By this immense booty every thing became immensely cheap in the Ottoman camp, so that a horse was sold for one piastre, a girl for five, and a boy for six piastres. The safe return of the Tátár army was celebrated by a triple salute of muskets and guns, and the whole camp illuminated during the night. But winter drawing near, a new council was held, all the seniors of the regular troops and of the Tátárs agreed, and signed unanimously a petition of three hundred signatures of Vezírs, and officers of all ranks, saying: “that for this year it was impossible to take the castle, that one of the Russian Capitals had been laid waste, that seventy thousand Infidels had been taken prisoners, and more than one hundred thousand destroyed by the sword.” At the same time two of the prisoners, who had been instructed accordingly, were sent back into the castle to say; “that if the Turks had intended to take the castle, they might have taken it in a month, but their object was to pillage the Russian countries, and to return with a rich booty, which they had now accomplished.” The same night as the messengers went off to Constantinople there was such a hard frost that all the Moslim warriors thought they could not stand it, and by this specimen found out that the salt steppe of Heihát was as unmerciful as the Black Sea. At last the despair of conquering the castle becoming general, the whole army at once resolved to raise the siege. The trumpets were sounded, the artillery and ammunition embarked and carried to Bálisíra, where the fleet was lying at anchor. The army returned by different ways, some by sea and some by land, to Constantinople; some by the desert of Kipchák in six days and nights to the river Kúbán, to Circassia, Taman and Crimea; some through the steppes (Heihát), returned by the north into their native country Circassia. When the Imperial fleet weighed for Constantinople I got permission, from the Commander-in-Chief Hossein Páshá, to accompany the Khán of Crimea into his country, and the Imperial fleet sailed, trusting in God, through the sea of Assov.

JOURNEY TO THE CRIMEA.

I left Assov in company with the army of Geraï Khán of eighty thousand men, and twenty thousand Infidels of Moldavia and Valachia, and crossed the Tanais with them, which disembogues at the end of the sea of Assov. The water being shallow in the great Don, it was passed by eight hundred thousand horsemen without the least difficulty, the water reaching only to the stirrups. The Tátárs tied their jacks and luggage to the tails of their horses, and in the space of twenty-one hours, the whole army reached the opposite steppes of Heihát.

--- Exercise 1 ---
Scale the records below by rewriting each one in full, requests included, with every coordinate in the answers multiplied by 1.6 and rounded to the nearest whole number, rounding halves up.
The text and the records are unrelated material.

--- Given records ---
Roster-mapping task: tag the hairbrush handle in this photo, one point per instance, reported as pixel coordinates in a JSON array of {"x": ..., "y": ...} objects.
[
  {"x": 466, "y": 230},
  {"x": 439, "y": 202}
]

--- Exercise 2 ---
Answer these questions from the account of the siege and the journey to the Crimea, one per line:
(a) For how many piastres was a girl sold in the Ottoman camp?
(b) How many signatures did the petition carry?
(c) In how many hours did the whole army reach the opposite steppes of Heihát?

--- Full answer 1 ---
Roster-mapping task: tag the hairbrush handle in this photo, one point per instance, reported as pixel coordinates in a JSON array of {"x": ..., "y": ...} objects.
[
  {"x": 746, "y": 368},
  {"x": 702, "y": 323}
]

--- Full answer 2 ---
(a) Five piastres.
(b) Three hundred.
(c) Twenty-one hours.